CHALLENGE: Give the lines again exactly, from the one holding "What region does the elephant front" to the last line of the listing below, both ends included and nothing added.

START

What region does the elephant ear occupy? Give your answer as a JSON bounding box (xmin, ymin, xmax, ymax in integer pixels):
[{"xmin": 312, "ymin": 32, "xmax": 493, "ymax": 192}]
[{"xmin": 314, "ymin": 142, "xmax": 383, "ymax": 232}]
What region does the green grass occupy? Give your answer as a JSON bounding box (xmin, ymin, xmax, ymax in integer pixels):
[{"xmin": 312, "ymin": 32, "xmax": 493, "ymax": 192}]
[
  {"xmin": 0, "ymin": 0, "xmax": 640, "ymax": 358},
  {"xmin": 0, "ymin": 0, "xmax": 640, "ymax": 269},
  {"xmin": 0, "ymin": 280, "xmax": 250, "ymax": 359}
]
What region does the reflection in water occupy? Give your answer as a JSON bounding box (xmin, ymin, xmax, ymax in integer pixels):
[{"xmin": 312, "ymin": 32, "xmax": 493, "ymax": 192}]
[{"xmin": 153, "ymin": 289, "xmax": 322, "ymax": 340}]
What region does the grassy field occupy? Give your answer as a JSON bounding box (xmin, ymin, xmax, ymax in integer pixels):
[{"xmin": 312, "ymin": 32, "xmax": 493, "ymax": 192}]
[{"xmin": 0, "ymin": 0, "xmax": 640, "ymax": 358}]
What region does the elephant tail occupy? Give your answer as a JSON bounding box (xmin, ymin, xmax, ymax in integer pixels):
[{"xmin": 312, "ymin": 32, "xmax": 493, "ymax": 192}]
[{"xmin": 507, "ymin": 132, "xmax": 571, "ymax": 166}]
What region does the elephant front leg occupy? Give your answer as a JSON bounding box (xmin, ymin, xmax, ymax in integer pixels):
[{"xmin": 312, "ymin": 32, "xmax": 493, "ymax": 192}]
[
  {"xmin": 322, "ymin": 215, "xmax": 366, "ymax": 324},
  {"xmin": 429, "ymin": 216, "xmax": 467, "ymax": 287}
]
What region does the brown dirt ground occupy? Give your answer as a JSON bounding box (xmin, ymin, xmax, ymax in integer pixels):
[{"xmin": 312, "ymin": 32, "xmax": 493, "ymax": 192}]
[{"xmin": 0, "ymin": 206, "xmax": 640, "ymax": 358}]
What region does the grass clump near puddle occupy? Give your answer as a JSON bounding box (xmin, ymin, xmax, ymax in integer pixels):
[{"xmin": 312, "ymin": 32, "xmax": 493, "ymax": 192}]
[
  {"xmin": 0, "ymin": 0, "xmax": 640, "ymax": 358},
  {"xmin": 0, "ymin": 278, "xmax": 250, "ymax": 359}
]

END

SOLUTION TO THIS PROBLEM:
What region does the elephant front leg occupy? Give your answer as a JSON bounding box (xmin, ymin, xmax, ymax in integer pixels):
[{"xmin": 312, "ymin": 32, "xmax": 493, "ymax": 192}]
[
  {"xmin": 322, "ymin": 215, "xmax": 366, "ymax": 324},
  {"xmin": 429, "ymin": 216, "xmax": 467, "ymax": 287}
]
What region does the brown dirt ground occupy? Give your answer as a JSON bounding box (xmin, ymin, xmax, ymax in integer pixels):
[{"xmin": 312, "ymin": 32, "xmax": 493, "ymax": 192}]
[{"xmin": 0, "ymin": 206, "xmax": 640, "ymax": 358}]
What region does the grass clump near puddle occupy? Give your answer as a JSON bounding box (xmin, ymin, xmax, ymax in integer pixels):
[{"xmin": 312, "ymin": 32, "xmax": 493, "ymax": 192}]
[
  {"xmin": 0, "ymin": 0, "xmax": 640, "ymax": 358},
  {"xmin": 0, "ymin": 278, "xmax": 250, "ymax": 359}
]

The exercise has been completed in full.